§ **Your task**
Retype the passage on drug-free school zones word for word, starting with "The No Child Left Behind Act amended" and going on through "to crisis planning.".

§ **Extract to read**
United States Federal law and many state and local laws increase penalties for illegal drug-related activities in drug-free school zones. The penalties vary from jurisdiction to jurisdiction in terms of whether they stand alone as separate offenses or serve as a sentencing enhancement, and in terms of the defenses available.

The United States Congress has supplemented the core offenses under the Controlled Substances Act (21 U.S.C. ' 841) with several additional offenses carrying increased maximum penalties, when the crimes are committed under certain specified circumstances. For example, section 21 U.S.C.'860 provides that the penalties for manufacturing, distributing, and possessing with intent to distribute are doubled or tripled when the offense is committed within a specified distance of a school or other facility regularly used by children. Under Federal law the affected areas can include illegal federal drug sales on, or within one thousand feet of, real property comprising a public or private elementary, vocational, or secondary school or a public or private college, junior college, or university, or a playground, or housing facility owned by a public housing authority, or within 100 feet of a public or private youth center, public swimming pool, or video arcade facility.

In one state, New Hampshire, a drug-free school zone is defined as an area inclusive of any property used for school purposes by any publicly funded primary school, whether or not owned by such school, within 1,000 feet of any such property, and within or immediately adjacent to school buses.

The No Child Left Behind Act amended and reauthorized the Safe and Drug-Free Schools & Communities Act (SDFSCA) as Part A of Title IV-21st century schools. The No Child Left Behind Act authorized funds for SDFSCA program, which is the federal government’s major initiative to prevent drug abuse violence in and around schools. As part of the SDFSCA, Congress allocated millions to school districts to help them establish programs to prevent the use of alcohol and other drugs, but there are no accountability standards to accompany the money. The SDFSCA was established by the Anti-Drug Abuse Act of 1986. The SDFSC Advisory Committee, was appointed by the U.S. Secretary of Education Margaret Spellings. The Committee was established to advise the Secretary on Federal, state, and local programs designated to create safe and drug-free schools, and on issues related to crisis planning.

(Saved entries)

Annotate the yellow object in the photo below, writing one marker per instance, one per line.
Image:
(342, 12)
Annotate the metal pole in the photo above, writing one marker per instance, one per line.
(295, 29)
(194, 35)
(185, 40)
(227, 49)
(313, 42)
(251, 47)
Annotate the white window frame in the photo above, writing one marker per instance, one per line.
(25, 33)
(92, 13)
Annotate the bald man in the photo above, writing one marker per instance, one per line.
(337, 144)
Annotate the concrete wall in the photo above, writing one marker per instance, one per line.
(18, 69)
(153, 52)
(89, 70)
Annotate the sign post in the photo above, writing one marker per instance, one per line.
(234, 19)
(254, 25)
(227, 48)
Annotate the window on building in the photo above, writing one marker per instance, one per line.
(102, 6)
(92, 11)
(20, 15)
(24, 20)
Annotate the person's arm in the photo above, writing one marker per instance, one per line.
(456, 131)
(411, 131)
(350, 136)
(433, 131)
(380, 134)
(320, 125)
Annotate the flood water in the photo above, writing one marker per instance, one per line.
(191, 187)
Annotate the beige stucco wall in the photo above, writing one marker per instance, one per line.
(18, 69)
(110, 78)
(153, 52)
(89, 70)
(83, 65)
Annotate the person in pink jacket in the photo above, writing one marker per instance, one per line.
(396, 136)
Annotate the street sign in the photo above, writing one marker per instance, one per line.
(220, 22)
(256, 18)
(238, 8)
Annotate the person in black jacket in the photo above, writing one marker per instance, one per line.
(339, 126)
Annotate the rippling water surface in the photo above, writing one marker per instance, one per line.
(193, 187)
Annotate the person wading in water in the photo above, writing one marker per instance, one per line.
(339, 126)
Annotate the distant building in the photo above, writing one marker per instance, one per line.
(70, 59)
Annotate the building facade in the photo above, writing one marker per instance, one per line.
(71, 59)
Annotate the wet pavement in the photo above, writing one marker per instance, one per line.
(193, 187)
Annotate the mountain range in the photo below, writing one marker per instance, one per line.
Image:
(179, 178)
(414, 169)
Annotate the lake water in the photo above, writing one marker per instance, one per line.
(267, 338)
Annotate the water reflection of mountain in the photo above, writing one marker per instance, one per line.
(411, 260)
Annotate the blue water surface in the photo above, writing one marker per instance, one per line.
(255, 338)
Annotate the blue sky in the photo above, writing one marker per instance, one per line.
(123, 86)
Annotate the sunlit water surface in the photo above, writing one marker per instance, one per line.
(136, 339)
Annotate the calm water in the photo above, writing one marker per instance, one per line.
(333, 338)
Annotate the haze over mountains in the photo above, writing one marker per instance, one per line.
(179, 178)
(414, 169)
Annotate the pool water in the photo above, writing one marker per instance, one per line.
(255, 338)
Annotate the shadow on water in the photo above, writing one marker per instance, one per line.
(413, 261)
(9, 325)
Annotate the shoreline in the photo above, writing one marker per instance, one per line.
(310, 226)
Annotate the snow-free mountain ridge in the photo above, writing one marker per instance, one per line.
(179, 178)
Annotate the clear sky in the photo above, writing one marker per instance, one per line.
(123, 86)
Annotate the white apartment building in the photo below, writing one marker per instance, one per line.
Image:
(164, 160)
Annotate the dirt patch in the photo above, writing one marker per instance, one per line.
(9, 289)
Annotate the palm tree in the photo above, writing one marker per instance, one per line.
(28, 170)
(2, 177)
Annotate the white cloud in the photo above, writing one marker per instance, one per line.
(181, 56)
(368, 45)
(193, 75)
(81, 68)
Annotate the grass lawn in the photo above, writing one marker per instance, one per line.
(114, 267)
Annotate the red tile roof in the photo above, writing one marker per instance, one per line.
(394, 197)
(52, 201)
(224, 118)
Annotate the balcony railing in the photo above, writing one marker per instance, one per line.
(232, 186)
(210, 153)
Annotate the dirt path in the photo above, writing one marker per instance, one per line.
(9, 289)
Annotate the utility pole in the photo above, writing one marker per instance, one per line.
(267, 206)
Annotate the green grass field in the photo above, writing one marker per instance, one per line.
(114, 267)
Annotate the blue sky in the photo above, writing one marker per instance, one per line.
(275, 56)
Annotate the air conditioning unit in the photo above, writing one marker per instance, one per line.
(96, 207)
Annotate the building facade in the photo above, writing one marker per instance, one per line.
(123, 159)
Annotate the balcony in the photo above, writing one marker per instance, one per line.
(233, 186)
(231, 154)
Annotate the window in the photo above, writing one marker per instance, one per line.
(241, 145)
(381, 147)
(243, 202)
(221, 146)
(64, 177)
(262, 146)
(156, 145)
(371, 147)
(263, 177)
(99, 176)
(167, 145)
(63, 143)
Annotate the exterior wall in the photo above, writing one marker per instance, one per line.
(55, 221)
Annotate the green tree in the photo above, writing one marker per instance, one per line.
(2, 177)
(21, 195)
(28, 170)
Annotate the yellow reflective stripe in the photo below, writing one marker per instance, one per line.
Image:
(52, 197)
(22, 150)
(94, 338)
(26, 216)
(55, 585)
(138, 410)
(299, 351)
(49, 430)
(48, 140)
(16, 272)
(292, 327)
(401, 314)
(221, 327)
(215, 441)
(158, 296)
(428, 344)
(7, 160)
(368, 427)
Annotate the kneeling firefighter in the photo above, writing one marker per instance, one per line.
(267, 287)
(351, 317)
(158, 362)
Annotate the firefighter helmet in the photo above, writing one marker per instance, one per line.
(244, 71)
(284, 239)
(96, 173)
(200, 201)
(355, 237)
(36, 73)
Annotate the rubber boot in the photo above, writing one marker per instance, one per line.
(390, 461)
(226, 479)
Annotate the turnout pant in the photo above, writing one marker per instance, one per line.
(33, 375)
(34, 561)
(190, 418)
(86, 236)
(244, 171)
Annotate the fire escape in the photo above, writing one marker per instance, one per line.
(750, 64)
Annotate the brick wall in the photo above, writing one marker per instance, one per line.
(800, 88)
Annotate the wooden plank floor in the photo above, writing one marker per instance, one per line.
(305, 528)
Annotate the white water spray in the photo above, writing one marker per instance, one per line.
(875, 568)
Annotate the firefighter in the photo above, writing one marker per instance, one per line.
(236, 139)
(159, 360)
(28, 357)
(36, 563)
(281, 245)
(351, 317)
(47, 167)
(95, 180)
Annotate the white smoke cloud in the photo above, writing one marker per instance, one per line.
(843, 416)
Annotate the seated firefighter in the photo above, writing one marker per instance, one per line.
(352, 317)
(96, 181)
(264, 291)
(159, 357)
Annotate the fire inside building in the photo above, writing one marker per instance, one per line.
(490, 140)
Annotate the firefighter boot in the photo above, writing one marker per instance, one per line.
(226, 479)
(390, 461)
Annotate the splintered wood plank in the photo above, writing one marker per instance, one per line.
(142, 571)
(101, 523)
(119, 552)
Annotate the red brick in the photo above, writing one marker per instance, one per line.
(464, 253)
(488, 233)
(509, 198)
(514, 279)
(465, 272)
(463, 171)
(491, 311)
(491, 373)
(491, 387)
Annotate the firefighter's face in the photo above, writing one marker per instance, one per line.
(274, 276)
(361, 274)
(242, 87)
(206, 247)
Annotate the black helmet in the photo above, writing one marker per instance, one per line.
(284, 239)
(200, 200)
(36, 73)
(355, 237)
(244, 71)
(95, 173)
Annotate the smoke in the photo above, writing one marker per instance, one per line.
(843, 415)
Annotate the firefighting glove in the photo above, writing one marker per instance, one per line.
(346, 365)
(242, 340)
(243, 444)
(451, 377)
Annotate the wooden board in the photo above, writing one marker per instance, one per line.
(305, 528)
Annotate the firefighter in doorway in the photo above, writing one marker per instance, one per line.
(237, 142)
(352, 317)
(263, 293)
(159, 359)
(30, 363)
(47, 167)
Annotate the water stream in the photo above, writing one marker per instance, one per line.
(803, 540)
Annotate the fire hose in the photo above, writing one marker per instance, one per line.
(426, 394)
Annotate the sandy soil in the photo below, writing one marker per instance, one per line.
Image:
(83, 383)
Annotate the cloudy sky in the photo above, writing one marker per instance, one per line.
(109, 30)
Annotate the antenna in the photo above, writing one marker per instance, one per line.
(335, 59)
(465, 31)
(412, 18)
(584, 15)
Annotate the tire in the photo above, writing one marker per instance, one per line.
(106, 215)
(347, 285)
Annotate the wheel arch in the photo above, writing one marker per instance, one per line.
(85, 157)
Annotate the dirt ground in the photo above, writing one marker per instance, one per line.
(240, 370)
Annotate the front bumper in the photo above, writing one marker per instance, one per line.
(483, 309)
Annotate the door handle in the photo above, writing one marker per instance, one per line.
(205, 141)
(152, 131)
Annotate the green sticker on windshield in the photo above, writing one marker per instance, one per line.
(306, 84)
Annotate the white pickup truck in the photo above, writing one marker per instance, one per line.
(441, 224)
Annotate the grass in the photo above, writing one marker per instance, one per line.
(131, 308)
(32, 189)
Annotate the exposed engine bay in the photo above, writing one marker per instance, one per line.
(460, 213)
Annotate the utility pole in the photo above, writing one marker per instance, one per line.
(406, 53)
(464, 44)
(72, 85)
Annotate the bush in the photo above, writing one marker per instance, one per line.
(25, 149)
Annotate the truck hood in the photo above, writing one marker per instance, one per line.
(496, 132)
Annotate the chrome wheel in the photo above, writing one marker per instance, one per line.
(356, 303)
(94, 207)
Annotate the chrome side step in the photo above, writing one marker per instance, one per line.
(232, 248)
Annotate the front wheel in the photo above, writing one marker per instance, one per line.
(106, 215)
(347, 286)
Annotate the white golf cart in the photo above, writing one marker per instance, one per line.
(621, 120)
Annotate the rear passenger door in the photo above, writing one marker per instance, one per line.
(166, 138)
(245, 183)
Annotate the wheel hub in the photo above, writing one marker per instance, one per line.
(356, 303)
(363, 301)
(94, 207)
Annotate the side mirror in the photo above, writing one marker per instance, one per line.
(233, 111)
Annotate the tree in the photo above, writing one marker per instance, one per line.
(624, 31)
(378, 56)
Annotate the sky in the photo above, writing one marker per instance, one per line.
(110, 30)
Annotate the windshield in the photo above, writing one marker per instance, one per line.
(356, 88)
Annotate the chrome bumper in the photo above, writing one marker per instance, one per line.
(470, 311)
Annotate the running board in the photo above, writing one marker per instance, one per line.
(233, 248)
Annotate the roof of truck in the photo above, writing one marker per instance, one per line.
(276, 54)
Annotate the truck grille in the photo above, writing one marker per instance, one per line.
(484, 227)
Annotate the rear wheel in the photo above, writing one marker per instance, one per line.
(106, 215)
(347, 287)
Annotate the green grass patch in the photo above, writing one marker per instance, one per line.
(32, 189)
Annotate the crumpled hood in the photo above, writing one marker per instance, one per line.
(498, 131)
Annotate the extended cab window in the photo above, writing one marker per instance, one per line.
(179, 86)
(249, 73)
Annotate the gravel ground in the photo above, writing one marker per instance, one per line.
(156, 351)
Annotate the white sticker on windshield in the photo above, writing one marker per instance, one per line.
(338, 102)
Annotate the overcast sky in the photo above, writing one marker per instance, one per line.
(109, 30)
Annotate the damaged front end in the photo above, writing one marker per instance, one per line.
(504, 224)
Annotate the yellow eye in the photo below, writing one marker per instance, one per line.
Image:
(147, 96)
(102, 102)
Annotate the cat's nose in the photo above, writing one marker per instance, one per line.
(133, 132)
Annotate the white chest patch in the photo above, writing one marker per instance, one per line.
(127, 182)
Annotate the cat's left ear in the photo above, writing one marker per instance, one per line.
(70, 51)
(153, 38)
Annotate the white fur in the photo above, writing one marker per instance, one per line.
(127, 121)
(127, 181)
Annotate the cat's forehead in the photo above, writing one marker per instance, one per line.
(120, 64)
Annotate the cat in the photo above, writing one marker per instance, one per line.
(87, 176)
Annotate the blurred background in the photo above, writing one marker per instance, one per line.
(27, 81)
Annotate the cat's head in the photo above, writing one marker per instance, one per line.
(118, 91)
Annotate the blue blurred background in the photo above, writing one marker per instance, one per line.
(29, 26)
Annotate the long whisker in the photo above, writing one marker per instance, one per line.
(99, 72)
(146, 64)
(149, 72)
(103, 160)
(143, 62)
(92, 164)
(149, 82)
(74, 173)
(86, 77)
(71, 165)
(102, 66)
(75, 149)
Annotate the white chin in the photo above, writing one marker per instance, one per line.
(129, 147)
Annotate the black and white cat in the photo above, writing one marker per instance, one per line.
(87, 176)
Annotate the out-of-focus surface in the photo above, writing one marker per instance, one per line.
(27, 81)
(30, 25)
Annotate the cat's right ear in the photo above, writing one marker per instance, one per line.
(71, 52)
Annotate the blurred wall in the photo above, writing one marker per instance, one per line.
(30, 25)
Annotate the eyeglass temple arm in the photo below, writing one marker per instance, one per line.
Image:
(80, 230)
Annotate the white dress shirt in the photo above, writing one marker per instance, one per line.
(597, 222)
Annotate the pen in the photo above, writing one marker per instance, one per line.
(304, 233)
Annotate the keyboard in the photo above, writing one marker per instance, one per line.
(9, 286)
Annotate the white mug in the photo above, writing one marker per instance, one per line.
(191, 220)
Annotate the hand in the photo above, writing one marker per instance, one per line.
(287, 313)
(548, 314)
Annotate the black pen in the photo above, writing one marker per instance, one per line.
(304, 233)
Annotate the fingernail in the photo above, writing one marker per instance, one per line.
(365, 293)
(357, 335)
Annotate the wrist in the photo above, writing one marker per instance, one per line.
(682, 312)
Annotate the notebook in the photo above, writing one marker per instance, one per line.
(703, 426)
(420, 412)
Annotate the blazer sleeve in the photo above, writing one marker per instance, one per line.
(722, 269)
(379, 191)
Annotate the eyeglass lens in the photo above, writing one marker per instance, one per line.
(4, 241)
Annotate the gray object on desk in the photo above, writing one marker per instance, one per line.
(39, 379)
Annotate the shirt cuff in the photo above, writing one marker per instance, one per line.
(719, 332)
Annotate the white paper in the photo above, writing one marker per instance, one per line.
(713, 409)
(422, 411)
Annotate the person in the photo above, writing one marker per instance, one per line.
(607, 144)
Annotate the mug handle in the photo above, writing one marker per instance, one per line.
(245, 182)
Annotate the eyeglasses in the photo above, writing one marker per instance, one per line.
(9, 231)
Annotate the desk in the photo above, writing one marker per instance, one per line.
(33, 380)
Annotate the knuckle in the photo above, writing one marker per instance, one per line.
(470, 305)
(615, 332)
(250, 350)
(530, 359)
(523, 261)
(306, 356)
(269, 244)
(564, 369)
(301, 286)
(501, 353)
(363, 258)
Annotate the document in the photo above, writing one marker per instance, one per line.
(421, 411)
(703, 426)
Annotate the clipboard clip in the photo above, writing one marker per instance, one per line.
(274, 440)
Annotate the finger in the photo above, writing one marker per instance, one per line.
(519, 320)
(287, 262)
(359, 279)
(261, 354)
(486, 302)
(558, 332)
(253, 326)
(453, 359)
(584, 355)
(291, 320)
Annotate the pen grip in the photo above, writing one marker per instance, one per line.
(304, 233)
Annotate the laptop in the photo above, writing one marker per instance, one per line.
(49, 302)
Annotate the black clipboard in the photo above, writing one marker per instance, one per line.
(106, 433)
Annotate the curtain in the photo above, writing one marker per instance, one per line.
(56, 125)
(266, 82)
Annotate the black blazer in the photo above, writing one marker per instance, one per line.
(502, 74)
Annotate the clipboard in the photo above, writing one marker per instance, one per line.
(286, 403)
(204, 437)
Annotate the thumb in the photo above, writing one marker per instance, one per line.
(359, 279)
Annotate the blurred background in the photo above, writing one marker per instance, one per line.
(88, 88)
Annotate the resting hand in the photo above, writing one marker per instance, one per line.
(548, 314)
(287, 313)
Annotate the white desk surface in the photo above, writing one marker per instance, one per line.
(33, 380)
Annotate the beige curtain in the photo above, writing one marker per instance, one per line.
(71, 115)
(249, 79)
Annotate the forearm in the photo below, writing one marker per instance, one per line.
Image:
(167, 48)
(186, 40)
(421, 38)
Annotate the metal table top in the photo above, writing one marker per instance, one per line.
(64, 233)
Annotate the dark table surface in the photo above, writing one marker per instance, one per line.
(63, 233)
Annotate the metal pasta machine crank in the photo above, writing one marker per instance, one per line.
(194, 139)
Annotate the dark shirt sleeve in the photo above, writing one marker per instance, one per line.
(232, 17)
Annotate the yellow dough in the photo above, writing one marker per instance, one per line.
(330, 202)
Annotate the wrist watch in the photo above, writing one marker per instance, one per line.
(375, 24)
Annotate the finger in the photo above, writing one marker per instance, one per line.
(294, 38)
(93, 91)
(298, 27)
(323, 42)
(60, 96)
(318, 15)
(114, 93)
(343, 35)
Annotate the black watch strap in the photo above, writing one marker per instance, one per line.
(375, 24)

§ **Completed exercise**
The No Child Left Behind Act amended and reauthorized the Safe and Drug-Free Schools & Communities Act (SDFSCA) as Part A of Title IV-21st century schools. The No Child Left Behind Act authorized funds for SDFSCA program, which is the federal government’s major initiative to prevent drug abuse violence in and around schools. As part of the SDFSCA, Congress allocated millions to school districts to help them establish programs to prevent the use of alcohol and other drugs, but there are no accountability standards to accompany the money. The SDFSCA was established by the Anti-Drug Abuse Act of 1986. The SDFSC Advisory Committee, was appointed by the U.S. Secretary of Education Margaret Spellings. The Committee was established to advise the Secretary on Federal, state, and local programs designated to create safe and drug-free schools, and on issues related to crisis planning.